* Requirement *
Output nothing except the lines from the one containing "Where can you find the red pillar" through the final line of the data, both included, typed exactly, minus the pictures.

╭─ Dataset extract

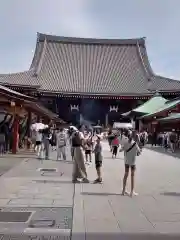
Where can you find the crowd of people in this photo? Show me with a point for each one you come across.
(85, 144)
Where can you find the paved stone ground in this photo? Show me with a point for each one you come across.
(101, 209)
(98, 209)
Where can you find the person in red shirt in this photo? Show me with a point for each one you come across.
(115, 145)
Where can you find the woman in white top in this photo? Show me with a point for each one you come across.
(131, 150)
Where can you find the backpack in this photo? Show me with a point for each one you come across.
(76, 140)
(142, 137)
(172, 137)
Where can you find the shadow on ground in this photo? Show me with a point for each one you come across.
(162, 150)
(100, 194)
(171, 194)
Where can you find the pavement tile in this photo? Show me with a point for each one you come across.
(17, 202)
(41, 202)
(4, 202)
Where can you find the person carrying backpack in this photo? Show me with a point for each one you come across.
(79, 168)
(61, 144)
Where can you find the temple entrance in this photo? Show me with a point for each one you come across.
(91, 111)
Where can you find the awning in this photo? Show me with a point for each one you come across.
(30, 103)
(148, 107)
(167, 106)
(170, 118)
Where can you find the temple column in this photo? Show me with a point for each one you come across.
(29, 122)
(106, 120)
(140, 125)
(15, 135)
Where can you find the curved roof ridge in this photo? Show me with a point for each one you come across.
(166, 78)
(79, 40)
(142, 61)
(30, 71)
(41, 58)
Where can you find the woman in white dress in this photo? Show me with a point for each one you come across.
(131, 150)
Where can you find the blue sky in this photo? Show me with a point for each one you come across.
(157, 20)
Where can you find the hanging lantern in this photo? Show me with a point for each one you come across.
(13, 104)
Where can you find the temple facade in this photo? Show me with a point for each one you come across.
(90, 80)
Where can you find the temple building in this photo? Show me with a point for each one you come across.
(93, 80)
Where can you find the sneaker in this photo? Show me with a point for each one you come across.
(76, 181)
(85, 180)
(97, 181)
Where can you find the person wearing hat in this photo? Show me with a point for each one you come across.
(98, 159)
(79, 168)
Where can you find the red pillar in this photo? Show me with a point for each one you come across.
(15, 134)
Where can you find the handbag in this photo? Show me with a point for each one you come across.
(131, 147)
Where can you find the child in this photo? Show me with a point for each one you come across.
(115, 145)
(88, 149)
(98, 160)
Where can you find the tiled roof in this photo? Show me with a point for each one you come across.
(19, 79)
(167, 106)
(91, 66)
(164, 84)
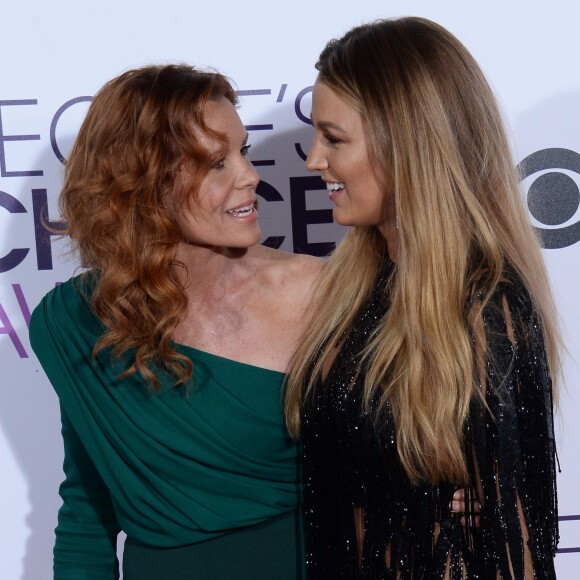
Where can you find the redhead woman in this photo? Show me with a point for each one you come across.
(168, 352)
(429, 359)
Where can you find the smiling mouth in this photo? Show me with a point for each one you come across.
(331, 187)
(242, 211)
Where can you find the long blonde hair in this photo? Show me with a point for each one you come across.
(436, 136)
(140, 128)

╰─

* Answer to this problem *
Where can you find the red pillar in this photo? Show me with a point for each one you come across.
(15, 134)
Where can you find the handbag in this photo? Show me with a point for each one you come across.
(131, 147)
Where can you find the child in this photo? Show me with a point for each one you come across.
(115, 145)
(88, 149)
(98, 160)
Where can you find the tiled roof in this photo? Show me with a point for each one you come across.
(19, 79)
(167, 106)
(91, 66)
(164, 84)
Where can you find the redhead woman in this photo? Show me with a point for each one you come across.
(168, 352)
(429, 359)
Where can you find the smiling mouth in this photo? Show me with a point for each one you come across.
(331, 187)
(242, 211)
Where can you find the long blonde hair in this photo? Show me with a point for each one you come across.
(436, 136)
(140, 128)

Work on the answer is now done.